## Tasks for this exercise
A - Return the portion of the Myrtle Manor passage between "Welcome to Myrtle Manor, also" and "the United States.", inclusive.
B - For each statement below, say yes or no to whether the Myrtle Manor passage agrees with it, and quote the words of the passage that decide it. (i) Filming of the first season ran from August to November 2012. (ii) The second season consists of twelve episodes. (iii) Filming of the third season began on July 10, 2014.

## Passage to read
Welcome to Myrtle Manor, also known as Trailer Park: Welcome To Myrtle Manor, is an American reality television series on TLC that premiered on March 3, 2013, with filming of the first season taking place from August to November 2012. TLC ordered a second season in May 2013 that consists of ten episodes and debuted on January 16, 2014. Filming for the second season began the last week of June 2013 and completed in October 2013. The series' production company, The Weinstein Company, announced that the series would be renamed Trailer Park: Welcome To Myrtle Manor beginning with the second season in order to leave the option open for spin-off series set in other trailer parks across the United States.

It was announced on July 10, 2014, that Welcome to Myrtle Manor had been renewed for a third season that consists of 10 episodes. Filming began on August 11, 2014, and continued through January 2015.

## Supplied material
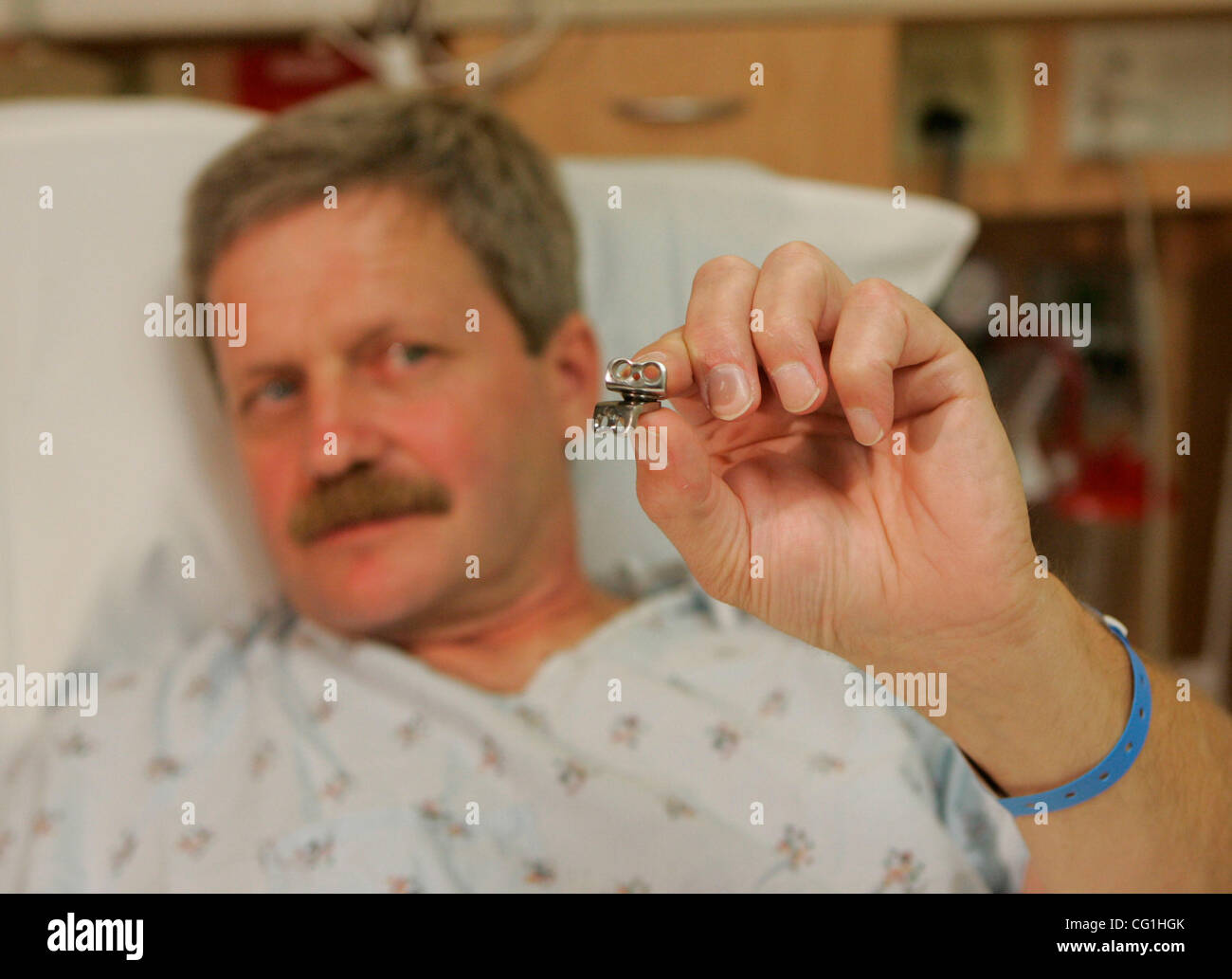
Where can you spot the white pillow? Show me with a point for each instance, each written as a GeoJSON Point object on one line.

## Response list
A -
Welcome to Myrtle Manor, also known as Trailer Park: Welcome To Myrtle Manor, is an American reality television series on TLC that premiered on March 3, 2013, with filming of the first season taking place from August to November 2012. TLC ordered a second season in May 2013 that consists of ten episodes and debuted on January 16, 2014. Filming for the second season began the last week of June 2013 and completed in October 2013. The series' production company, The Weinstein Company, announced that the series would be renamed Trailer Park: Welcome To Myrtle Manor beginning with the second season in order to leave the option open for spin-off series set in other trailer parks across the United States.

B -
(i) Yes: "with filming of the first season taking place from August to November 2012"
(ii) No: "consists of ten episodes"
(iii) No: "Filming began on August 11, 2014"